Write out the whole listing, matching it exactly.

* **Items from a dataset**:
---*---

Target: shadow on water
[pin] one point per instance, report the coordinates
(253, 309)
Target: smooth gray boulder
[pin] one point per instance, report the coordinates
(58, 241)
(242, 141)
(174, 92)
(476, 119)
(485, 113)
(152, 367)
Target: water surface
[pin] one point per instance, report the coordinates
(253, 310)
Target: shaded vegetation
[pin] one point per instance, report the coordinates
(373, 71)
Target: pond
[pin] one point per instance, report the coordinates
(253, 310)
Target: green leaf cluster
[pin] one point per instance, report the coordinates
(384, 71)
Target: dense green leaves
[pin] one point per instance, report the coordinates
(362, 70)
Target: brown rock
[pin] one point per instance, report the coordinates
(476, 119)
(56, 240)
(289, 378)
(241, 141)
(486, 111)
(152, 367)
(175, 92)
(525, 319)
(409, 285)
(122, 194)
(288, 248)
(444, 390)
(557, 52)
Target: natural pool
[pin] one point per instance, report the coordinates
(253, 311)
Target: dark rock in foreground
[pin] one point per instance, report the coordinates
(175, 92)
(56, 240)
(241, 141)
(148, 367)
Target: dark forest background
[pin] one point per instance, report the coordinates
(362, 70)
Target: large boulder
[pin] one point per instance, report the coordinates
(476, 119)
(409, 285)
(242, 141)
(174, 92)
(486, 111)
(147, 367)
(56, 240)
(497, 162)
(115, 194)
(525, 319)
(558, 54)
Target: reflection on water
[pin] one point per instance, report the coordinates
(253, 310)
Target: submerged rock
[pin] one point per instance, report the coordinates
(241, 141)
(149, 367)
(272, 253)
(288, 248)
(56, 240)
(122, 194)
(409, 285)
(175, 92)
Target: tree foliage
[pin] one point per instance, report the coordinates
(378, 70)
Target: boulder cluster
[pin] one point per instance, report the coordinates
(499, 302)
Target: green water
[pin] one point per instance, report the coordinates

---*---

* **Solution to this exercise**:
Target: shadow on water
[pin] one point per instance, report the coordinates
(253, 309)
Target: smooth gray boulder
[pin] one point per instance, report the coordinates
(58, 241)
(242, 141)
(174, 92)
(476, 119)
(485, 113)
(152, 367)
Target: water surface
[pin] one point per instance, report the coordinates
(253, 310)
Target: shaded vegetation
[pin] one point per instance, report the coordinates
(373, 71)
Target: pond
[pin] one point per instance, report the coordinates
(253, 310)
Target: green leaf cluster
[pin] one point per instance, report the coordinates
(384, 71)
Target: dense green leaves
[pin] one point per instance, report the coordinates
(362, 70)
Target: brown rock
[pin] one point per instance, report the coordinates
(476, 119)
(56, 240)
(289, 378)
(241, 141)
(486, 111)
(152, 367)
(175, 92)
(525, 319)
(409, 285)
(122, 194)
(288, 248)
(444, 390)
(557, 52)
Target: natural pool
[pin] one point per instance, report the coordinates
(253, 311)
Target: dark rock in foreground
[pin] one point per instance, report the coordinates
(175, 92)
(56, 240)
(241, 141)
(148, 367)
Target: dark forest background
[pin] one point per instance, report the coordinates
(362, 70)
Target: large boulder
[pin] one point per instance, report the coordinates
(476, 119)
(409, 285)
(242, 141)
(174, 92)
(486, 111)
(147, 367)
(56, 240)
(497, 162)
(115, 194)
(525, 319)
(558, 54)
Target: reflection on water
[pin] one point per instance, report the coordinates
(253, 310)
Target: submerged rock
[pin] one point per instance, report the coordinates
(241, 141)
(149, 367)
(272, 253)
(288, 248)
(56, 240)
(122, 194)
(409, 285)
(175, 92)
Target: tree foliage
[pin] one point per instance, report the coordinates
(378, 70)
Target: boulder cluster
[pin] one point per instance, report the coordinates
(499, 302)
Target: green water
[pin] one point per instance, report the coordinates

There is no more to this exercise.